PROMPT :: Rewrite the lines below, changing each "target" to "object" and keeping everything else the same.

EXTRACTED INFORMATION ::
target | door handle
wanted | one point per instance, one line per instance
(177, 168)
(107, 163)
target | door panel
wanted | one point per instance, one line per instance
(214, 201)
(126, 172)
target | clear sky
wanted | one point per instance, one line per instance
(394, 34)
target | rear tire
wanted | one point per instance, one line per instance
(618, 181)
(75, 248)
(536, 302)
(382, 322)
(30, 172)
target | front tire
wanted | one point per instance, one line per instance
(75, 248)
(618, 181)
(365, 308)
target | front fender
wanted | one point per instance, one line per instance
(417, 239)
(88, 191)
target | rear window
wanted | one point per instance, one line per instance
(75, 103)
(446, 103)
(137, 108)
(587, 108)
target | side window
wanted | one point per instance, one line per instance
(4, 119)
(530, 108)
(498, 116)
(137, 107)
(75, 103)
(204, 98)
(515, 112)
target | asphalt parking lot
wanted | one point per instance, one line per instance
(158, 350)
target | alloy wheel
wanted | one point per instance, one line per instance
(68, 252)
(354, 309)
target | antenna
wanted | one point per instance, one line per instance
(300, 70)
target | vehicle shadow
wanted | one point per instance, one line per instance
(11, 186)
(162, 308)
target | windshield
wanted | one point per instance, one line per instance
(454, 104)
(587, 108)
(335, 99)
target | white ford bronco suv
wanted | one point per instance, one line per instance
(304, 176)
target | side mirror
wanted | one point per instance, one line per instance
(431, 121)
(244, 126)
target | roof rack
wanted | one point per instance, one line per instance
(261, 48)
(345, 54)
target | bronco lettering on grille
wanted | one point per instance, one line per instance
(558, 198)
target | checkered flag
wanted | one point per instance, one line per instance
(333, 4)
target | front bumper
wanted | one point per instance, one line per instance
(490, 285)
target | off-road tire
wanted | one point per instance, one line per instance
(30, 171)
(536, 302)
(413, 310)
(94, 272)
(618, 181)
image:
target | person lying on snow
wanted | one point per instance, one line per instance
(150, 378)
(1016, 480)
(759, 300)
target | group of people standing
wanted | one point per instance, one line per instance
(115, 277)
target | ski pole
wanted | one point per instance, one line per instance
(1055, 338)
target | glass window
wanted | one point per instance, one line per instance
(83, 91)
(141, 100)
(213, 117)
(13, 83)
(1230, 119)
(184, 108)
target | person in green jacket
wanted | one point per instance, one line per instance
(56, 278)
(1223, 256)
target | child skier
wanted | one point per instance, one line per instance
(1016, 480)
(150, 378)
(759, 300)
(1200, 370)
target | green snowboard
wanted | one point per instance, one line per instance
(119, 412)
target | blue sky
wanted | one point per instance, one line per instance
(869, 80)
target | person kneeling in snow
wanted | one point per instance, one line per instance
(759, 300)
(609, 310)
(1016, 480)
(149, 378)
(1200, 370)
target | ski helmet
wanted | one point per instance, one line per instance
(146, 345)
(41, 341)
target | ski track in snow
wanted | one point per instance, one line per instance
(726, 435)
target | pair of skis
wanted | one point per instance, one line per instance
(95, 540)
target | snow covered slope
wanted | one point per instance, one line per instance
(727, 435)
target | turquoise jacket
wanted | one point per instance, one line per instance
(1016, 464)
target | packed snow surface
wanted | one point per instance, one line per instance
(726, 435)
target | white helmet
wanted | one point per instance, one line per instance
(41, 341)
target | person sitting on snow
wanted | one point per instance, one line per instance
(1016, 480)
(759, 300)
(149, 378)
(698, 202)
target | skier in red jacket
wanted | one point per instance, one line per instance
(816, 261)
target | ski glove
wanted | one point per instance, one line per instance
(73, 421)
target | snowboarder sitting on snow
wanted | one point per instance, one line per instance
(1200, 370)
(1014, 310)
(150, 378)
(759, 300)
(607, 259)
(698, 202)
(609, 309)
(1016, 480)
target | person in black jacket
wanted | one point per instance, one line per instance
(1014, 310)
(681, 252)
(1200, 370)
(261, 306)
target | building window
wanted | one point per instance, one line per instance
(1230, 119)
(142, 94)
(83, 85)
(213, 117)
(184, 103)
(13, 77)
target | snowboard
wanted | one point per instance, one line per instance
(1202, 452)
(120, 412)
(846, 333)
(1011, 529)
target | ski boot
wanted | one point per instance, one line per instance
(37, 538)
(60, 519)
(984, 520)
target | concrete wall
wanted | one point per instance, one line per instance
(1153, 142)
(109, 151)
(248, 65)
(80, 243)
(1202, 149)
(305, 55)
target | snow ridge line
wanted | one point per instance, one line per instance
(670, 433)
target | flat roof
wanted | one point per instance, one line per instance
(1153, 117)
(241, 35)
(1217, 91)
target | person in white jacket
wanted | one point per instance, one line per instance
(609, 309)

THE RESULT ::
object | door handle
wanted | one point per instance, one line per instance
(177, 168)
(107, 163)
object | door panel
wanted | one point per instance, one line per instance
(214, 201)
(126, 172)
object | clear sky
wanted | one point per instance, one line per instance
(394, 34)
object | rear tire
wanted | one point per instance, one line per instance
(618, 181)
(75, 248)
(536, 302)
(382, 322)
(30, 172)
object | front tire
wanted | one point per instance, one line per instance
(75, 248)
(618, 181)
(365, 308)
object | front fender
wanted | one point per instance, one line per instance
(417, 239)
(88, 191)
object | rear window
wanted | one point per instance, one line per instance
(75, 103)
(446, 103)
(137, 108)
(587, 108)
object | side window
wanted | one point per instance, one line per instance
(4, 119)
(530, 108)
(498, 116)
(137, 107)
(75, 103)
(204, 98)
(515, 112)
object | asphalt parking lot
wanted | one point per instance, one line per instance
(158, 350)
object | alloy wheel
wanted | one point per instance, one line per instance
(68, 252)
(354, 309)
object | antenna
wanted | one point per instance, one line per instance
(300, 70)
object | vehicle shadow
wanted | one point per instance, one line per instance
(11, 186)
(162, 308)
object | windshield
wanted | one point per instance, one line per instance
(454, 104)
(587, 108)
(335, 99)
object | white ford bronco suv
wanted | one point per instance, one line per instance
(304, 176)
object | side mirror
wanted | one point per instance, one line per instance
(431, 121)
(244, 126)
object | roof rack
wanted | one point per instance, one line per instance
(261, 48)
(345, 54)
object | bronco lettering on grille
wanted | one point per instance, one line per instance
(558, 198)
object | checkered flag
wanted | one point per instance, one line per instance
(333, 4)
object | front bumper
wanted | one point per instance, one line per instance
(490, 285)
object | off-road tire
wanted | one point per instance, one line per instance
(30, 171)
(536, 302)
(413, 310)
(94, 272)
(618, 181)
image:
object | person lying on snow
wanted | one point per instance, one line per instance
(150, 378)
(1016, 480)
(759, 300)
object | group of people standing
wanted | one point per instance, one line per instance
(115, 277)
object | ski pole
wanted | one point per instance, one line per instance
(1055, 338)
object | glass window
wanted | one point per instance, one line per instance
(83, 91)
(141, 100)
(213, 117)
(13, 83)
(1230, 119)
(184, 108)
object | person in green jacket
wanted | one point per instance, one line per instance
(56, 278)
(1223, 256)
object | child skier
wanted | one point per instance, one line per instance
(1016, 480)
(150, 378)
(759, 300)
(1200, 370)
object | green snowboard
wanted | one point per instance, one line per instance
(119, 412)
object | blue sky
wanted | one point per instance, one line per instance
(869, 80)
object | person kneeling in snow
wanted | one point per instance, one line per instance
(759, 300)
(609, 310)
(1016, 480)
(149, 378)
(1200, 370)
object | ski helmet
wanted | one point per instance, one line per instance
(146, 345)
(41, 341)
object | ski track in snow
wanted | one point per instance, one line per instance
(726, 435)
object | pair of skis
wanted | one point per instance, one line per instance
(95, 540)
object | snow covered slope
wanted | one point per instance, one line per instance
(727, 435)
object | turquoise jacket
wanted | one point per instance, one line per instance
(1016, 464)
object | packed snow surface
wanted | one point per instance, one line per instance
(726, 435)
object | white helmet
wanted | one point per instance, one line per instance
(41, 341)
object | person sitting on snow
wanted | one point per instance, one line per instance
(1016, 480)
(759, 300)
(149, 378)
(698, 202)
object | skier in red jacket
wanted | one point per instance, one line per instance
(816, 261)
object | ski glove
wanted | one point per instance, one line per instance
(73, 421)
object | snowboarder sitting on snow
wanted | one point per instance, one line per instance
(1200, 370)
(1014, 310)
(150, 378)
(759, 300)
(607, 259)
(698, 202)
(609, 309)
(1016, 480)
object | person in black jacket
wanted | one point per instance, one line per instance
(1014, 310)
(681, 252)
(1200, 370)
(261, 306)
object | building window
wanted | one point per instance, one line per instance
(1230, 119)
(142, 94)
(83, 85)
(213, 117)
(184, 103)
(13, 77)
object | snowboard
wanted | one point per instance, one line per instance
(1202, 452)
(120, 412)
(846, 333)
(1011, 529)
object | ski boot
wanted | one point per instance, one line per instance
(37, 538)
(60, 519)
(984, 520)
object | concrete wall
wanted | one point per instance, one line per instance
(1153, 142)
(109, 151)
(248, 65)
(80, 243)
(1202, 149)
(305, 55)
object | snow ridge line
wanted | one point per instance, one line per instance
(670, 433)
object | flat roof
wanted | one point per instance, one line per instance
(1153, 117)
(241, 35)
(1217, 91)
object | person in white jacket
wanted | one point per instance, one line per instance
(609, 309)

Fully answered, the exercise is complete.